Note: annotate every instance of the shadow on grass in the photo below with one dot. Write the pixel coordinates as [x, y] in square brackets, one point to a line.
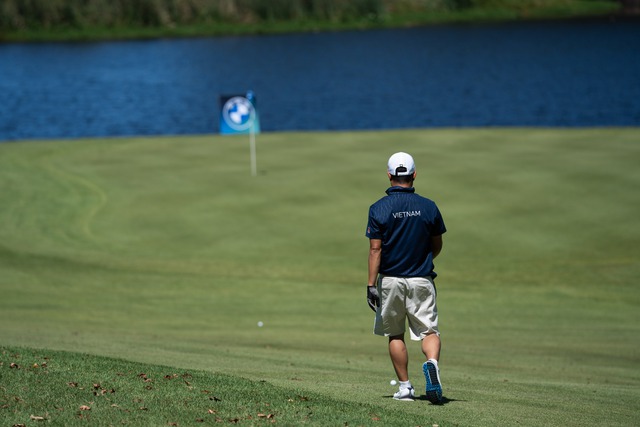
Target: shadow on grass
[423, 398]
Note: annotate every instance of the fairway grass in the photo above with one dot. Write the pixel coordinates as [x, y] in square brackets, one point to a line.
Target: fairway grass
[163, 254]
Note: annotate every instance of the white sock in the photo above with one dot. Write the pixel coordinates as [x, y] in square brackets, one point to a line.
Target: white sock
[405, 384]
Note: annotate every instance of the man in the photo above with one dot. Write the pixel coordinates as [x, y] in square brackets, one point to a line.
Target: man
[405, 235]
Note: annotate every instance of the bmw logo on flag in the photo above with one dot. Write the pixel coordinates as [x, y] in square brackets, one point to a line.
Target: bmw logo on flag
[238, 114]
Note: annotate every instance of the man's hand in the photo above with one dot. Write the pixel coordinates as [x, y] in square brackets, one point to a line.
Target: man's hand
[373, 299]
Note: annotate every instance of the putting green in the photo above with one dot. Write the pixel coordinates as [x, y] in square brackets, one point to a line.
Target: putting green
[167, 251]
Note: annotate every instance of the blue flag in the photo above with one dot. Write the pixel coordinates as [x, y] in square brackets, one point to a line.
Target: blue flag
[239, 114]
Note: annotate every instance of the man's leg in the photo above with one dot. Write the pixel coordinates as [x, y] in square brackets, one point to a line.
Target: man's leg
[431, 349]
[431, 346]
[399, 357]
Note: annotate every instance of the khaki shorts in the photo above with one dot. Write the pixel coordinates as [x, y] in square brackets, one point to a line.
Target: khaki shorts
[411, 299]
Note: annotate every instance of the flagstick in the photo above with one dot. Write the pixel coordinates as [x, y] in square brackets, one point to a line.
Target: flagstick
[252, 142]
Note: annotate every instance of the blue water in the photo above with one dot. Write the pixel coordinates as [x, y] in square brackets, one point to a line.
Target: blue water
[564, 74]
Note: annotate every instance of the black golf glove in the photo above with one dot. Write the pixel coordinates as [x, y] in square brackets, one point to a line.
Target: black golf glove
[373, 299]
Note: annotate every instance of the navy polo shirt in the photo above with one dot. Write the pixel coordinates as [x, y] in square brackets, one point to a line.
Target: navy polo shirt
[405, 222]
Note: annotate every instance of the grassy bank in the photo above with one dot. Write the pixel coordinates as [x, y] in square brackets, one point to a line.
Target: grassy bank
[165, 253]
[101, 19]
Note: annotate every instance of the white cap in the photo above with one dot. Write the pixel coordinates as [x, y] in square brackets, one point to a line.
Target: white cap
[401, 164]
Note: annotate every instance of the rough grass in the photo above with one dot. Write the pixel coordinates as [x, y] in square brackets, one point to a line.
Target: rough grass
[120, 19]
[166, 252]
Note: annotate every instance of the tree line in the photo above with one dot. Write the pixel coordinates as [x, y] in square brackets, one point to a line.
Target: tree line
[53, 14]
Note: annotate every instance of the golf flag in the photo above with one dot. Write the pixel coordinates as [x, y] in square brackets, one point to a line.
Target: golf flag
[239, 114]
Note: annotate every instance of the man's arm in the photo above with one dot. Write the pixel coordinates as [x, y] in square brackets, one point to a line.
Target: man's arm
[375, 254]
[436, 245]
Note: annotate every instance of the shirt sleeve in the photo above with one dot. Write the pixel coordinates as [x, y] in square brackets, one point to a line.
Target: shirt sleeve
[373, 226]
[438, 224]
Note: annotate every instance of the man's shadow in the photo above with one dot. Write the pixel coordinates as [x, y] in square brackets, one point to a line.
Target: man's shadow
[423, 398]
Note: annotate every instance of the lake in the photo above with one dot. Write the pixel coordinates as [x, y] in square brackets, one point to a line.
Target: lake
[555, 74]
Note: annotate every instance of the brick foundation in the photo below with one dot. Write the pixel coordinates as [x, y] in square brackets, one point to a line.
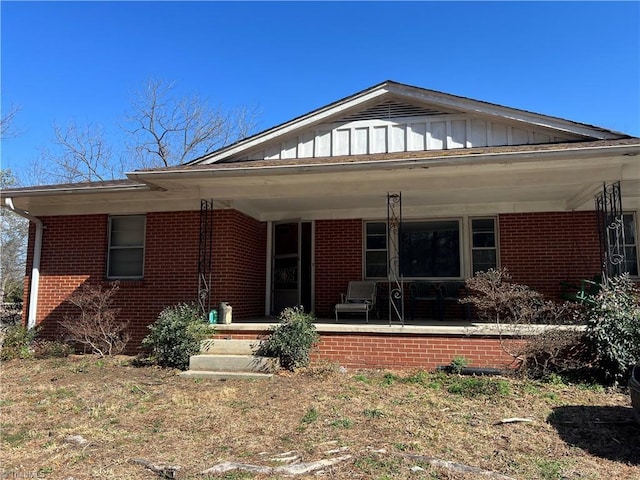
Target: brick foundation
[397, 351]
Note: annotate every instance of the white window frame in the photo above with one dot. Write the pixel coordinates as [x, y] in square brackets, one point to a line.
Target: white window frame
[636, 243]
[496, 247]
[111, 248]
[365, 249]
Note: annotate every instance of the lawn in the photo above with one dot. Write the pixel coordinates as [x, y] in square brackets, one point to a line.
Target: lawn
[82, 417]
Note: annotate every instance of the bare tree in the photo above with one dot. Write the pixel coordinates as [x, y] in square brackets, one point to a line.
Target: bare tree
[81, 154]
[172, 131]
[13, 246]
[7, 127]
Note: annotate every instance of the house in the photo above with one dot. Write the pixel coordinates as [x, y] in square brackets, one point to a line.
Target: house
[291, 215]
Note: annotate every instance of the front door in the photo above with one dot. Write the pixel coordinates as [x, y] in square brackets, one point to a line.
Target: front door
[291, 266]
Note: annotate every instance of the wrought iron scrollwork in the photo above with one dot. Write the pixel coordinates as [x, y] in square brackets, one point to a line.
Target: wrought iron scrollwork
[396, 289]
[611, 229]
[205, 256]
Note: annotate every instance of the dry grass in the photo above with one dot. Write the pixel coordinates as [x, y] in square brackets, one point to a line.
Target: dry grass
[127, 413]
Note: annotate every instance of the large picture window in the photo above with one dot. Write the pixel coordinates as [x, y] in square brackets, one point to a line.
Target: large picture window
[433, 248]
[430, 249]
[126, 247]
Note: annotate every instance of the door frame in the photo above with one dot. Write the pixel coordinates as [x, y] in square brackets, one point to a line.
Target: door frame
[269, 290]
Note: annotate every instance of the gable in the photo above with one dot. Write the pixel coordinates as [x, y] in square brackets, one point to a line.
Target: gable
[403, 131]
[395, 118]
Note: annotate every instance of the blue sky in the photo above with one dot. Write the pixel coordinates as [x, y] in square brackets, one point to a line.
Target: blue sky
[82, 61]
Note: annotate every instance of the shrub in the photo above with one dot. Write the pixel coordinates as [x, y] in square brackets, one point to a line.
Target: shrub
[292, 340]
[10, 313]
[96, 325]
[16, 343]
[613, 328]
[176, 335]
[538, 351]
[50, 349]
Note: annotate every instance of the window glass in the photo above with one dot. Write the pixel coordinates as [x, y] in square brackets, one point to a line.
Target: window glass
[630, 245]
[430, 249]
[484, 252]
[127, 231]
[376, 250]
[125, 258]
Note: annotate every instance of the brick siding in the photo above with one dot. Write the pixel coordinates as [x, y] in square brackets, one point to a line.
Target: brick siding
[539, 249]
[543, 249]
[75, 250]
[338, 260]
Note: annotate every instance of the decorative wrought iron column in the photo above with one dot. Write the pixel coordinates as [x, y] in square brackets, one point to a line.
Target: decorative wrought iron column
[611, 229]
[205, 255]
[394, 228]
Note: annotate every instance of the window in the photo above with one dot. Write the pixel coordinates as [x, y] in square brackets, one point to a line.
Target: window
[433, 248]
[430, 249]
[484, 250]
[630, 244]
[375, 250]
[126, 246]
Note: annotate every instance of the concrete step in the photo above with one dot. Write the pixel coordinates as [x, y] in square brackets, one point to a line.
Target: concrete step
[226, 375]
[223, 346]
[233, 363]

———

### Problem details
Can you edit the records from the line that has "Note: annotate every instance of the decorative" through the last line of the records, changing "concrete" to "stone" and keeping everything else the same?

### Answer
Note: annotate every instance of the decorative wrought iron column in the photo above with one dot. Write the pixel coordinates as [x, y] in square brackets, one point to a line.
Target: decorative wrought iron column
[611, 229]
[205, 255]
[394, 228]
Note: annotate every instance of the window in the photo above with one dot. Write the pixel coordinates as [x, y] in square brackets, one point to a line.
Target: window
[433, 248]
[430, 249]
[484, 250]
[630, 244]
[375, 250]
[126, 246]
Note: annotate every instance of the stone step in the photo above with one dot. Write the pixel coordinates as [x, y] in square brackets, one point to a line.
Target: stone step
[226, 375]
[223, 346]
[233, 363]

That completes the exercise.